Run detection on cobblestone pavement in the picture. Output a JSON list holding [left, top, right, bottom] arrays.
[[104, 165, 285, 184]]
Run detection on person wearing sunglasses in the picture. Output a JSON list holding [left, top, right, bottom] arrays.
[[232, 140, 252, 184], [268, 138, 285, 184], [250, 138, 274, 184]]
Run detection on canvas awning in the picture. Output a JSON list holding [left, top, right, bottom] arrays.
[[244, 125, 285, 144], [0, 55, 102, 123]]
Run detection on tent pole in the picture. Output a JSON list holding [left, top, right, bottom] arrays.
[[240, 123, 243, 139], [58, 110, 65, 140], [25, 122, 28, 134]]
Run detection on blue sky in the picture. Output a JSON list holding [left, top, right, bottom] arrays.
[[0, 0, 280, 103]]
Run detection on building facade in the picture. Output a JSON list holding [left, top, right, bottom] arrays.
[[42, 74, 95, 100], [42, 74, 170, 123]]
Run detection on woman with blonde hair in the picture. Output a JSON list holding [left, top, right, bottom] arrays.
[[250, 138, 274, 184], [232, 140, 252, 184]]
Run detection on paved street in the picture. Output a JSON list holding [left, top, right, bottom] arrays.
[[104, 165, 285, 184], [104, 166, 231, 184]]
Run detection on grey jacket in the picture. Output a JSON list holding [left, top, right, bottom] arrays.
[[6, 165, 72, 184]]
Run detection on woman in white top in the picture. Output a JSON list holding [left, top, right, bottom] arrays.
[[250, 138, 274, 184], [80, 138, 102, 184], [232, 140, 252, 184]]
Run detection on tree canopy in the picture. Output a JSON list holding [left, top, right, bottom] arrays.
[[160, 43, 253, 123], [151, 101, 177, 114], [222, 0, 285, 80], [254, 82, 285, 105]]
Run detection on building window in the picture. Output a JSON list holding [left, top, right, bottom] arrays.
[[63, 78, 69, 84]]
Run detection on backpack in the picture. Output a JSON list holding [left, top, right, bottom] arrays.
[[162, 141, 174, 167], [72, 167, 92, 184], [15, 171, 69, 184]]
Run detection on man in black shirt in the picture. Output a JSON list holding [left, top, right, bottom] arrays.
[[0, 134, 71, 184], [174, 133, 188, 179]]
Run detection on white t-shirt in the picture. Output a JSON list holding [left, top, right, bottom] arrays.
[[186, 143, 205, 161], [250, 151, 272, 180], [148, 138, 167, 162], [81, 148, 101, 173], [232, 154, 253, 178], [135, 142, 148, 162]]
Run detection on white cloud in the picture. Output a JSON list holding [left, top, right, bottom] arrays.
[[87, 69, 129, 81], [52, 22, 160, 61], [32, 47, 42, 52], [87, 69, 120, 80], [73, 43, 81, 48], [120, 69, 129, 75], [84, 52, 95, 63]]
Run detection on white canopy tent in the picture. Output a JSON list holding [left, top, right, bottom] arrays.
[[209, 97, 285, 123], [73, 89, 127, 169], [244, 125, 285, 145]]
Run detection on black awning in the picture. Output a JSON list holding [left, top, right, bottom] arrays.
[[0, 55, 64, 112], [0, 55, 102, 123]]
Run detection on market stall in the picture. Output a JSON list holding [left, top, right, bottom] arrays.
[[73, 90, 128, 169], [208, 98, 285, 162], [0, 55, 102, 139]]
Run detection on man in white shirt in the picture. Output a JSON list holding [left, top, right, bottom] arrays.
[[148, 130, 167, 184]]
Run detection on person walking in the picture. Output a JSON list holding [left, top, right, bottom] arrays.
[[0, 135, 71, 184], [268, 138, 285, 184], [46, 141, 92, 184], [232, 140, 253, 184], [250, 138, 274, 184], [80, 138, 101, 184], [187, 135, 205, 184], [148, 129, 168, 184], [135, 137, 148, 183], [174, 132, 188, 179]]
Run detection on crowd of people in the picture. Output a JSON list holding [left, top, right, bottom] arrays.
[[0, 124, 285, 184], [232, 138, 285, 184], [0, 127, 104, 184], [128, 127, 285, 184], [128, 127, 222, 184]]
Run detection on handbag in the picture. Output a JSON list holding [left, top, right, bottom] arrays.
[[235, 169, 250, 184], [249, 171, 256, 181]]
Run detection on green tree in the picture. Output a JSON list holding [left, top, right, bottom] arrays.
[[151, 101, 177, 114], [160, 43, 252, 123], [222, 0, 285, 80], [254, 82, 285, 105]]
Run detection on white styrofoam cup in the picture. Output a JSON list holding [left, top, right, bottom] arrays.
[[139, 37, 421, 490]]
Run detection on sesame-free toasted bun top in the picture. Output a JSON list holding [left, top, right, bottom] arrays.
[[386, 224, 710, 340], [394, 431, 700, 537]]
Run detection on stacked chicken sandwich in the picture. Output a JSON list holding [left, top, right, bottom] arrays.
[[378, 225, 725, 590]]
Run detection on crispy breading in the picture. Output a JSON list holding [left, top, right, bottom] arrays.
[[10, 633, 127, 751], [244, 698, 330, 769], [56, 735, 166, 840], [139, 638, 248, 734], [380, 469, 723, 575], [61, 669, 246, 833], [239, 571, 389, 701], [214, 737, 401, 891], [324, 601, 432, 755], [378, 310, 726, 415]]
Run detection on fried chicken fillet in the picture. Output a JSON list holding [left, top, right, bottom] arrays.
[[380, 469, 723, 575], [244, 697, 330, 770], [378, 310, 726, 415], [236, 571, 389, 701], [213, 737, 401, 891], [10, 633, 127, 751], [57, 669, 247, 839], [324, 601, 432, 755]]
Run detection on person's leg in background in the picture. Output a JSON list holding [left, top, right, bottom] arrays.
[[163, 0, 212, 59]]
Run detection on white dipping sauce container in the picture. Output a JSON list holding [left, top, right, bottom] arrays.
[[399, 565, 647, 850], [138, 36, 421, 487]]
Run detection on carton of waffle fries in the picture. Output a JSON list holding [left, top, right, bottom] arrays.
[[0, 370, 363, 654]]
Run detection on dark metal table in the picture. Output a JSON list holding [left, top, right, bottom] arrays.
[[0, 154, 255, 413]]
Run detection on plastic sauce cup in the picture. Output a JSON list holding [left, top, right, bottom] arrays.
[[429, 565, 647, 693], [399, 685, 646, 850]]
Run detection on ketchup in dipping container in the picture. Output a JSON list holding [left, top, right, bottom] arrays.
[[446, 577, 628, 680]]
──────────
- [Exercise brief] Write out all of the records above line for line, with no changes.

- [Answer to the exercise]
Run detection on cobblestone pavement in the picture. Output a JSON list holding [left, top, right, bottom] arrays.
[[104, 165, 285, 184]]
Run detection on person wearing sunglasses in the picture. Output a JSON list holding [left, top, right, bottom] arrays.
[[232, 140, 252, 184], [268, 138, 285, 184], [250, 138, 274, 184]]
Run detection on canvas awning in the picture. Output a JSON list holding [left, top, right, bottom] arrays.
[[244, 125, 285, 144], [0, 55, 102, 123]]
Run detection on tent pole in the picture. Output a JSON list holding [left, top, right, bottom] arrays.
[[240, 123, 243, 139], [58, 110, 65, 140], [25, 122, 28, 134]]
Run detection on blue sky in the picture. Output a JSON list holding [left, top, right, bottom] arrays.
[[0, 0, 280, 103]]
Run detection on building facade in the picture. Output a JSON list holding [left, top, right, bottom] arrays.
[[42, 74, 95, 100], [42, 74, 170, 123]]
Run detection on woman with blonde hair in the picture. Output a JSON list holding [left, top, right, bottom] arrays.
[[250, 138, 274, 184], [232, 140, 252, 184]]
Run detection on paved street in the picture. Output a JSON list holding [left, top, right, bottom] arrays.
[[104, 165, 285, 184], [104, 166, 231, 184]]
Run detection on grey jacket in the picture. Output a JSON list holding [left, top, right, bottom] arrays.
[[6, 165, 72, 184]]
Run detection on woman in white top in the picture. Output a JSON list holding [left, top, right, bottom] arrays.
[[250, 138, 274, 184], [80, 138, 102, 184], [232, 140, 252, 184]]
Run detection on tree canopy in the picture. Output a JSON list holding [left, top, right, bottom] arrays.
[[160, 43, 253, 123], [151, 101, 177, 114], [222, 0, 285, 80], [254, 82, 285, 105]]
Run detection on building window in the picture. Output a JSON list holding [left, top, right, bottom] arrays.
[[63, 78, 69, 84]]
Run detection on backpack in the picture. Output a JSON list holding [left, top, right, bottom] arrays.
[[162, 141, 174, 167], [72, 167, 92, 184], [15, 171, 69, 184]]
Run detection on man in black shirt in the picture. Output a JSON list holding [left, top, right, bottom] arrays.
[[0, 134, 71, 184], [174, 133, 188, 179]]
Run detection on white t-shirt in the picture. Output a JSON list holding [left, top, right, bottom] arrays.
[[186, 143, 205, 161], [250, 151, 272, 180], [148, 138, 167, 162], [81, 148, 101, 173], [232, 154, 253, 178], [135, 142, 148, 162]]
Run detection on white cloud in the picture. Output a JSON list holding [left, top, right, bottom] arrays.
[[87, 69, 129, 81], [52, 22, 160, 61], [32, 47, 42, 52], [87, 69, 120, 80], [73, 43, 81, 48], [120, 69, 129, 75], [84, 52, 95, 63]]
Run detection on white canopy tent in the picture. Output a JSON list holding [left, top, right, bottom] arrays.
[[209, 97, 285, 123], [73, 89, 127, 169], [244, 125, 285, 145]]
Run detection on black awning in the picture. Output a JSON list holding [left, top, right, bottom] arrays.
[[0, 55, 64, 112], [0, 55, 102, 123]]
Run detection on market stall in the picture. Output a JSON list holding [left, top, right, bottom] arrays.
[[73, 90, 128, 169], [208, 98, 285, 162], [0, 55, 102, 139]]
Run detection on man in white shirt in the picture. Output a JSON list holding [left, top, right, bottom] arrays.
[[148, 130, 167, 184]]
Run detection on person walking in the picture. Output a JSON list holding [left, top, right, bottom] arrays.
[[0, 135, 71, 184], [268, 138, 285, 184], [46, 141, 92, 184], [232, 140, 253, 184], [250, 138, 274, 184], [80, 138, 101, 184], [187, 135, 205, 184], [148, 129, 168, 184], [135, 137, 148, 183], [174, 132, 188, 179]]
Run detection on crowd of people in the picture. Output a JSON list holding [left, top, right, bottom] arrays.
[[0, 124, 285, 184], [232, 138, 285, 184], [0, 127, 104, 184], [128, 127, 285, 184], [128, 127, 222, 184]]
Run detection on handbag in the picture. Output a JSON list holding [left, top, right, bottom] arrays.
[[235, 169, 250, 184], [249, 171, 256, 181]]
Run detection on green tree in the picture. Output a JSON list holding [left, top, right, bottom] arrays.
[[151, 101, 177, 114], [160, 43, 252, 123], [222, 0, 285, 80], [254, 82, 285, 105]]
Run detection on white styrofoam cup in the picture. Output a JSON list holding [left, top, right, bottom] arrays.
[[139, 37, 421, 490]]
Run detection on sesame-free toasted bun top in the picture. Output a JSON list holding [left, top, right, bottom] arrays.
[[386, 224, 710, 340], [394, 431, 700, 537]]
Run detection on stacked chicken sandwich in the picture. Output a JSON list holding [left, top, right, bottom] arrays.
[[378, 225, 725, 590]]
Run detection on crispy breading in the picture. Output a JSON list holding [left, top, right, bottom] arrays.
[[10, 633, 127, 751], [244, 698, 330, 769], [56, 735, 166, 840], [139, 638, 248, 734], [380, 469, 723, 575], [61, 669, 246, 833], [239, 571, 389, 701], [214, 737, 401, 891], [324, 601, 432, 755], [378, 310, 726, 415]]
Run detection on fried chicken fillet in the picture. Output a JSON list holding [left, top, right, bottom] arrays.
[[380, 469, 723, 575], [244, 697, 330, 770], [378, 310, 726, 415], [236, 571, 389, 701], [213, 737, 401, 891], [10, 633, 127, 751], [57, 669, 247, 839], [324, 601, 432, 755]]
Run detection on person's leg in background in the picture. Output a JSON list holding [left, top, right, bottom] arrays.
[[163, 0, 212, 59]]
Run detection on white dipping sauce container in the picture. Output a JSON list holding [left, top, right, bottom] arrays.
[[399, 565, 647, 850], [138, 36, 421, 487]]
Run detection on carton of waffle fries in the picture. Output a JSON list holding [left, top, right, bottom] arrays.
[[0, 370, 363, 654]]
Run detection on dark metal table in the picture. Output a JSON list holding [left, top, right, bottom] arrays.
[[0, 154, 255, 413]]
Run detection on plastic sauce cup in the picture. Output a JSON list holding [left, top, right, bottom] arrays.
[[429, 565, 647, 693], [399, 685, 646, 850]]
Run detection on ketchup in dipping container in the picture. Output a JSON list holding [left, top, right, bottom] arrays.
[[446, 577, 628, 680]]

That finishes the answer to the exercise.